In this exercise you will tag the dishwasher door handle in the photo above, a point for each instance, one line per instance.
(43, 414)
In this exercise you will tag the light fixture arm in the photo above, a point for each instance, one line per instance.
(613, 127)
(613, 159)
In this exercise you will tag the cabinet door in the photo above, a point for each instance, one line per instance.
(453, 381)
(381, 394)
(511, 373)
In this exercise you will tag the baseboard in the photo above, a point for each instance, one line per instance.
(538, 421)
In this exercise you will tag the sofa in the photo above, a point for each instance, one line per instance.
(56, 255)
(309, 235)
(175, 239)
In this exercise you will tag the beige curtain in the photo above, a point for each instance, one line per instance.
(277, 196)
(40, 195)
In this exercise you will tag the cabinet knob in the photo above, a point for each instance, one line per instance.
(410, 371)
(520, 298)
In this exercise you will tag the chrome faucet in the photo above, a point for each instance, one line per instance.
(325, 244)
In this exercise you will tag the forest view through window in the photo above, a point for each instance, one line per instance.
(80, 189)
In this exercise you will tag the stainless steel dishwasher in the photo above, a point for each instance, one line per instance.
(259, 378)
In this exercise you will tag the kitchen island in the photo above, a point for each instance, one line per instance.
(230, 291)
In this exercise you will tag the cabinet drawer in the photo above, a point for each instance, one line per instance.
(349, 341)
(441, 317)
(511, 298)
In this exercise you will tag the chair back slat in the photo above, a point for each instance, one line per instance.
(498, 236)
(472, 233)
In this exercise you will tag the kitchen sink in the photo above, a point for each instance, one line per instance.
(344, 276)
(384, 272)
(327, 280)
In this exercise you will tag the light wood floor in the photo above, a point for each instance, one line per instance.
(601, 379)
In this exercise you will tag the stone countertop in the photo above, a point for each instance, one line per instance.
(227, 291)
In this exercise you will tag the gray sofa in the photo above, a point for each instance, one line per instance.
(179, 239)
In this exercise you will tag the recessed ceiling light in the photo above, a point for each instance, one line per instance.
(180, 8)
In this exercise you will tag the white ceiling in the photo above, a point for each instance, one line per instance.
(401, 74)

◇ ◇ ◇ ◇ ◇ ◇ ◇

• Task objective: Your answer must be the full listing, copied exactly.

• Worked solution:
In this exercise you will tag the dishwasher door handle in the photo above, a point for each instance, one line per instance.
(43, 414)
In this exercise you will tag the light fixture arm in the photo above, a point for each instance, one line per instance.
(613, 127)
(613, 159)
In this exercise you will tag the cabinet door in the photo above, a point for each instance, one line per instance.
(453, 381)
(381, 394)
(511, 373)
In this exercise you will tag the baseboard in the photo above, a point for each instance, one line per instance.
(538, 421)
In this exercise you will tag the sofa in the photo above, a point for each instance, one line per instance.
(56, 255)
(309, 235)
(175, 239)
In this exercise you will tag the beige curtain in the photo above, a point for each instance, one line per instance.
(277, 196)
(40, 195)
In this exercise you will tag the cabinet knob in the photo above, a point for each instance, one line per instance.
(410, 371)
(520, 298)
In this exercise you will tag the chrome faucet in the photo above, a point for each instance, one line per instance.
(325, 244)
In this exercise you will tag the forest view through window in the photo above, a point for each instance, one line per instance.
(80, 189)
In this exercise you will tag the stainless steel dishwasher in the photo above, a point for each instance, one line per instance.
(259, 378)
In this exercise you will tag the kitchen island in the photo above, a point for each instance, one line per instance.
(230, 291)
In this exercise you will tag the cabinet drawer in the photo above, a point for each instance, one line per instance.
(349, 341)
(441, 317)
(511, 298)
In this exercise you will tag the chair back slat in the photo above, a point for each instance, one line per instance.
(498, 236)
(472, 233)
In this exercise you will tag the kitchen sink in the photo above, a point for each instance, one line per instance.
(344, 276)
(384, 272)
(327, 280)
In this exercise you will tag the light wood floor in the photo above, a point for each instance, one line per instance.
(601, 379)
In this exercise you will tag the stone countertop in the photo above, a point for each instance, one line per instance.
(227, 291)
In this exercise you will tag the gray sofa in the photo above, a point for each instance, one line per instance.
(179, 239)
In this exercise you will tag the recessed ceiling light in the photo above, a point for each instance, one line per instance.
(180, 8)
In this exercise you will tag the white ceiling in the photo above, a point for each instance, one line per instance.
(401, 74)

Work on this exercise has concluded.